*Work required*: Copy each line, word for word, from the one with "pin: grassy hill" through the final line of the listing, but skip the pictures.

▽

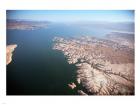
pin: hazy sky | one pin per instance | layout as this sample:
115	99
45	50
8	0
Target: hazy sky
73	15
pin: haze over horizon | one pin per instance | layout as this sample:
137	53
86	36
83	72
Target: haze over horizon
72	15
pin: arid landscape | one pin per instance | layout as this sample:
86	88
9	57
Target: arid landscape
9	52
104	67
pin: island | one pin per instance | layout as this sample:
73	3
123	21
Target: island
9	52
104	66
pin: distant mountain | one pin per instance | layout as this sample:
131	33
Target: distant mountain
26	24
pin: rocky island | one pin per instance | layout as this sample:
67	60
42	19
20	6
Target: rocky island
9	52
104	67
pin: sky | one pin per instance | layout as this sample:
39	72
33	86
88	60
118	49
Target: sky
73	15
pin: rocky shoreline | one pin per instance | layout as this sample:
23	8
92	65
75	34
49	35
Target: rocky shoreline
102	67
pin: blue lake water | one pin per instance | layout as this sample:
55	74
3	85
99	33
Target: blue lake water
37	69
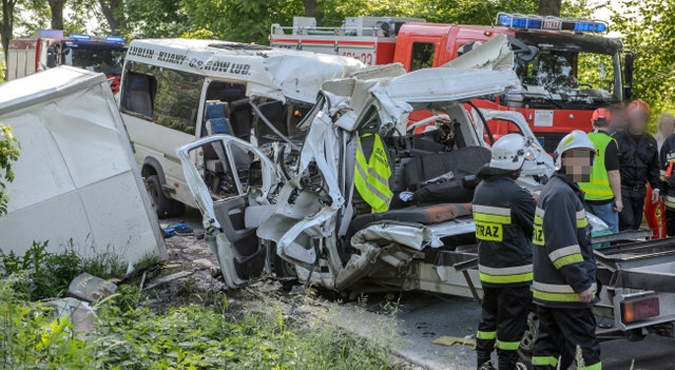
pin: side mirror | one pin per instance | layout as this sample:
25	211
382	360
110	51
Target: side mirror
523	51
51	57
629	68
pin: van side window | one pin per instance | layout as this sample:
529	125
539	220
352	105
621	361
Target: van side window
139	93
177	100
422	55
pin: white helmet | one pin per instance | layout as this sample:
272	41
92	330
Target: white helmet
510	152
574	140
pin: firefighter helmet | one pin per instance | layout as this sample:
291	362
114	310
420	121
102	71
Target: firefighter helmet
576	139
510	152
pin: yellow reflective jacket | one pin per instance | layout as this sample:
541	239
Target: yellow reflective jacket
371	176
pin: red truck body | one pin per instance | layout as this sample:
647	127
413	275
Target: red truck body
583	72
26	56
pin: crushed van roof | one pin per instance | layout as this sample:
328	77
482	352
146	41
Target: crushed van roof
268	72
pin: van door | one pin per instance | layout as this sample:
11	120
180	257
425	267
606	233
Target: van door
230	184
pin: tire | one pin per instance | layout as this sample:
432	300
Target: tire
285	272
529	338
162	205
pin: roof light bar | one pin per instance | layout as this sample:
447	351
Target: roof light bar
78	36
114	39
550	23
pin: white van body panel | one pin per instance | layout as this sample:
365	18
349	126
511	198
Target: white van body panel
76	177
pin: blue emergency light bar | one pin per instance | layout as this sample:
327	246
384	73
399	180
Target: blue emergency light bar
78	36
114	39
550	23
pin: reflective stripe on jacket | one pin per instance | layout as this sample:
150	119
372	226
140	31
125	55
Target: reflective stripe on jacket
564	264
599	187
503	213
371	176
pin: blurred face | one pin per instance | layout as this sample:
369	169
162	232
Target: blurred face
578	164
637	121
667	126
618	120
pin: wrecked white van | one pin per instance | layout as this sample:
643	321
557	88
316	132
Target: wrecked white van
174	91
304	216
76	178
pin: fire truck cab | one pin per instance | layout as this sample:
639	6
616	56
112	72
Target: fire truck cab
50	48
567	69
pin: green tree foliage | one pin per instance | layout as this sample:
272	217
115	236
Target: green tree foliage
9	153
648	28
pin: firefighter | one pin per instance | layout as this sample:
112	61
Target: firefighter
638	164
667	162
504	214
656	213
603	191
564	287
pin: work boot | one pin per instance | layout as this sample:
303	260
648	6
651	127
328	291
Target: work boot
507	359
484	361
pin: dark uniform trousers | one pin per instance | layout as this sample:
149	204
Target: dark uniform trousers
561	331
502	324
633	199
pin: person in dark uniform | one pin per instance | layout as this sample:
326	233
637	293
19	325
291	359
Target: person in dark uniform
638	165
504	214
564	287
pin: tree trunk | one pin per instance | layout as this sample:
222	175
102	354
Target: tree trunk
56	7
113	13
312	10
550	7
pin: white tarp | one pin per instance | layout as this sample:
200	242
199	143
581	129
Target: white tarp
76	177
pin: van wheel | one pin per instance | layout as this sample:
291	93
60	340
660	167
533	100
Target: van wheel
161	204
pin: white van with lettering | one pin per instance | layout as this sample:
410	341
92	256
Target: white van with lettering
177	90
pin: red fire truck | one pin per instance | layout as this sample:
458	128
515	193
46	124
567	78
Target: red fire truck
50	48
568	68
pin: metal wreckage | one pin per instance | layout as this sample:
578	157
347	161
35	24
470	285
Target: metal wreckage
292	205
296	208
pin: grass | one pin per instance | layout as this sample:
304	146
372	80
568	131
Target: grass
48	274
192	337
129	335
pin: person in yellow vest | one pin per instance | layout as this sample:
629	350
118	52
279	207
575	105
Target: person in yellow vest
372	172
603	191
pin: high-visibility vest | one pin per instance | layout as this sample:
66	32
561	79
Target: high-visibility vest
599	187
371	176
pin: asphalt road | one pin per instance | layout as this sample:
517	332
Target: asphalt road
416	319
424	318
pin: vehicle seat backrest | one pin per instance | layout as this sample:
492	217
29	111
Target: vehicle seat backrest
240	117
216	119
139	99
216	109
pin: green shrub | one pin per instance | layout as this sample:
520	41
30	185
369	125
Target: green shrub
48	274
9	153
187	338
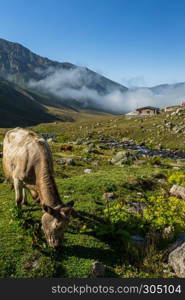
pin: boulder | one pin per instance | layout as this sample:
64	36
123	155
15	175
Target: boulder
109	196
98	269
178	191
67	161
123	157
176	257
88	171
138	241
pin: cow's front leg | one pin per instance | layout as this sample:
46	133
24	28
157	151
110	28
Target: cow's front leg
24	197
18	186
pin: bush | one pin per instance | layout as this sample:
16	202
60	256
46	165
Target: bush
177	178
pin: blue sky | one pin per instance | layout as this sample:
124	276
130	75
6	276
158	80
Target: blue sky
134	42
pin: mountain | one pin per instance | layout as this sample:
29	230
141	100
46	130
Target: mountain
20	108
78	86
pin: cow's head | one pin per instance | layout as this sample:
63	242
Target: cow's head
54	223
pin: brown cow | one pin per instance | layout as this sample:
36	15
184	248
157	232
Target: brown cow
27	163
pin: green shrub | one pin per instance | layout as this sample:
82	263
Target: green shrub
163	212
177	178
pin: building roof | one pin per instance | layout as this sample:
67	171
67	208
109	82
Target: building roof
147	107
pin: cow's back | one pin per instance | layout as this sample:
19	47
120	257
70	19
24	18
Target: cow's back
23	151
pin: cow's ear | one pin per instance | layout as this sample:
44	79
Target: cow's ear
49	209
66	211
70	203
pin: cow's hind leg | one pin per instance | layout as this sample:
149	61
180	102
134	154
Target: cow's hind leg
24	196
18	186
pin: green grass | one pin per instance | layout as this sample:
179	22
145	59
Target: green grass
23	248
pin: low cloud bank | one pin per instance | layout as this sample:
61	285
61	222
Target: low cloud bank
75	84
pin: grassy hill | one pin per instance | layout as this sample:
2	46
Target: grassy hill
21	66
100	229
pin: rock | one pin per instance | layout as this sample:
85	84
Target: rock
123	157
95	163
66	147
98	269
109	196
140	162
92	150
168	232
178	191
88	171
138	241
176	258
135	207
162	181
67	161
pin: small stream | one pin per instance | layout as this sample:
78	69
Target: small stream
165	153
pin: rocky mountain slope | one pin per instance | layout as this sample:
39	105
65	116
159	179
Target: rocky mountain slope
23	67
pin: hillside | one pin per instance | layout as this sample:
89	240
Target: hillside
19	108
29	70
124	215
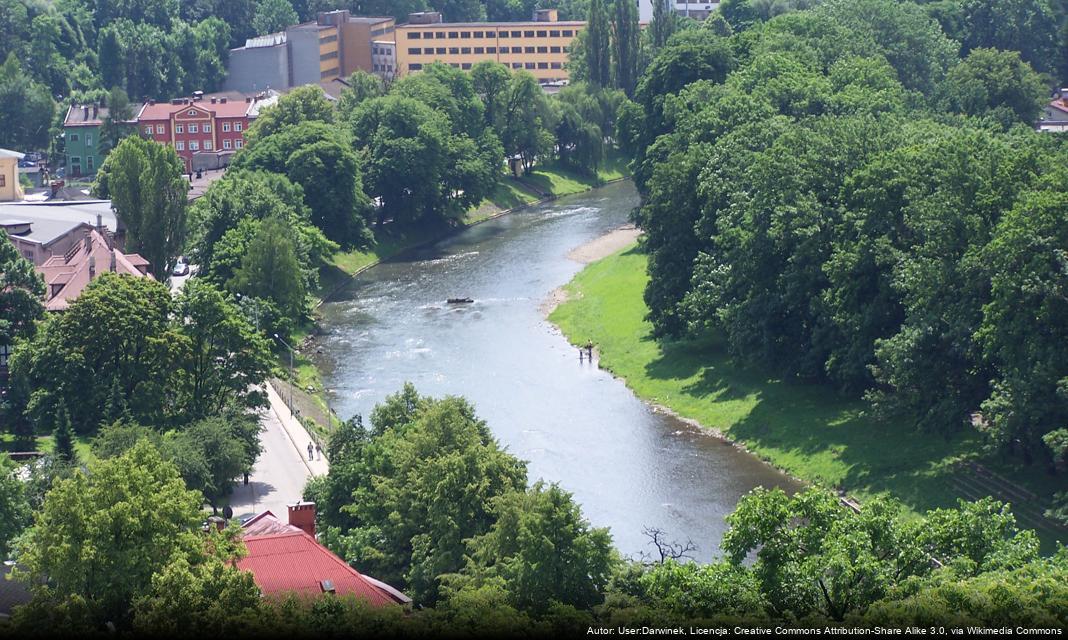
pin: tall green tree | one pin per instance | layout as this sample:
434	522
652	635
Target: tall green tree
100	536
625	45
598	47
271	16
143	181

△

*Exercise solution*:
pin: grassy hill | one pin per instance | layout as this sample:
2	46
Target: grassy hill
21	66
100	229
pin: rock | one pin per instance | layout as this sample:
85	84
Target: rock
123	157
95	163
66	147
98	269
109	196
140	162
92	150
168	232
178	191
88	171
138	241
176	258
135	207
162	181
67	161
pin: small stream | one pin per instance | layout as this sample:
78	69
Target: small stream
165	153
pin: rocky mountain slope | one pin per instance | layout as this sample:
39	105
65	116
159	179
Target: rocky mountain slope
23	67
pin: hillside | one pin per instance | layout as this sample:
89	240
Target: hillside
19	108
29	70
124	215
pin: tall green tree | one pin per instance | layout as this sample:
434	522
652	635
Target: tall green tree
100	536
625	45
598	47
271	16
143	181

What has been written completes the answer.